- Excerpt provided:
The Woman in the White Car - Careful attention is required to negotiate the twists and turns that Christine Ko packs into this cine-literate mystery that riffs on everything from Akira Kurosawa's Rashomon (1950), Alfred Hitchcock's Psycho (1960), and Joel and Ethan Coen's Fargo (1996). At its heart of the confused flashbacks and contradictory testimonies is small-town cop, Hyun-ju (Lee Jung-eun), who is summoned to a hospital where the wounded Do-kyung ((Jung Ryeo-won) is fretting over the sister who has been stabbed by her abusive partner. This proves not to be the whole story, however, and Hyun-ju and her rookie partner are tasked with finding out the real identities of those involved in a farmhouse showdown and who did what to whom.


Struggling with a poor self-image as a result of her drunken father's cruelty, Hyun-ju (a superb Lee Jung-eun) is far more interesting than Do-Kyung and her ever-shifting recollections and revelations. But screenwriter Seo Ja-Yeun is less concerned with character than with exploiting the plot possibilities of having an unreliable narrator. Ko makes neat use of aspect ratios and shifts in colour tone to differentiate between scenarios. But she's over-reliant on the zooms and slo-mo that serve to highlight the artificiality of the conceit rather than generate any suspense or unease.


The Woodcutter Story - Having co-scripted Juho Kuosmanen's The Happiest Day in the Life of Olli Maki (2016), Finnish poet Mikko Myllylahti reunites with its star, Jarkko Lahti, for his directorial debut, The Woodcutter Story. Owing much to the lugubrious wit of compatriot Aki Kaurismäki, this two-chapter dramedy starts promisingly before veering off into some miscalulatedly calculating eccentricity.


While Pepe (Lahti) celebrates his birthday with his pals at a remote sawmill, a woman in a mountain-top cabin is forced to sign a document closing the plant in favour of a mine by a dour man who has trudged through the snow. We never see the pair again, but their meeting has a devastating impact on the townsfolk. Best friend Tuomas (Hannu-Pekka Björkman) becomes convinced his wife is having an affair with the local hairdresser and puts an axe in his head, despite discovering that he's actually sleeping with just about every woman in town, including Pepe's spouse, Kaisa (Katja Küttner).

- Required actions:
1. Answer these from the film reviews:
(a) Which actor plays Hyun-ju in The Woman in the White Car?
(b) Who wrote the screenplay for The Woman in the White Car?
(c) Which actor plays Tuomas in The Woodcutter Story?
2. Please transcribe the stretch of the film reviews from "The Woodcutter Story - Having" through "miscalulatedly calculating eccentricity.".
The items on this page have no connection to the film reviews.

- Records:
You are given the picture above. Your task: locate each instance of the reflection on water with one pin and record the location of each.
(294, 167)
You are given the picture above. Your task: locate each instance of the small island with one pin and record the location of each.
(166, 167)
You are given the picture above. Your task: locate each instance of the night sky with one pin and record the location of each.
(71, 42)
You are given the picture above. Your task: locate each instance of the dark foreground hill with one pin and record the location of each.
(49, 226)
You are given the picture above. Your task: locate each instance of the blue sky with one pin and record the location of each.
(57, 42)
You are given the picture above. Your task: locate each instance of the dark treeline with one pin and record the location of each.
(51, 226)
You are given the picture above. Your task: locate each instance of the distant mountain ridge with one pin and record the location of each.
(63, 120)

==

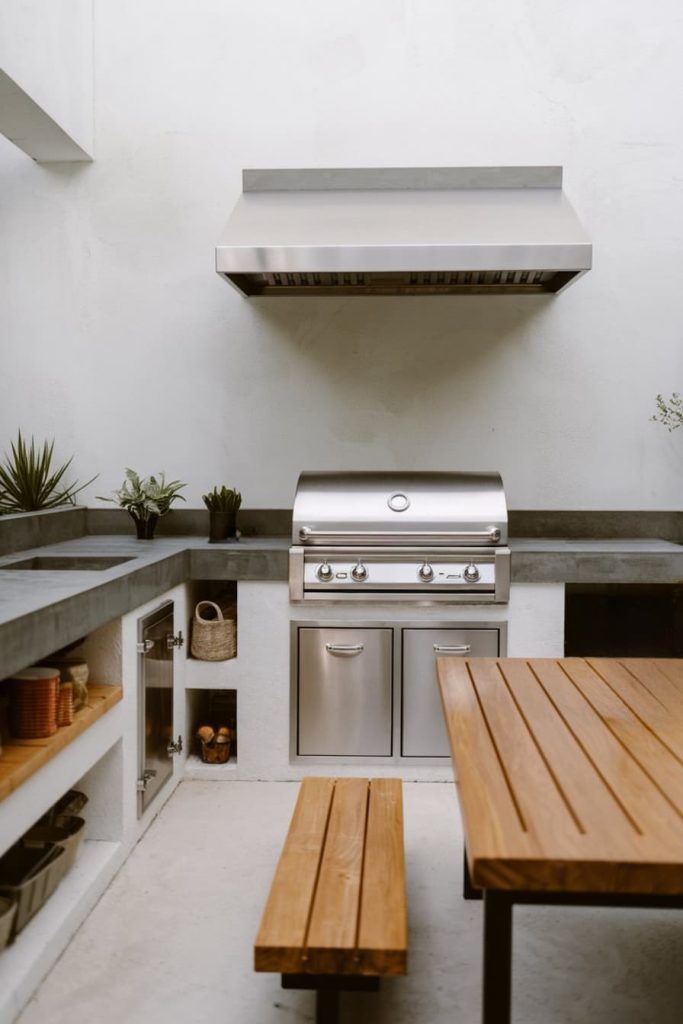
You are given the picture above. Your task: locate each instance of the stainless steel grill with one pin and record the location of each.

- Answers for the exercise:
1.
(a) Lee Jung-eun
(b) Seo Ja-Yeun
(c) Hannu-Pekka Björkman

2.
The Woodcutter Story - Having co-scripted Juho Kuosmanen's The Happiest Day in the Life of Olli Maki (2016), Finnish poet Mikko Myllylahti reunites with its star, Jarkko Lahti, for his directorial debut, The Woodcutter Story. Owing much to the lugubrious wit of compatriot Aki Kaurismäki, this two-chapter dramedy starts promisingly before veering off into some miscalulatedly calculating eccentricity.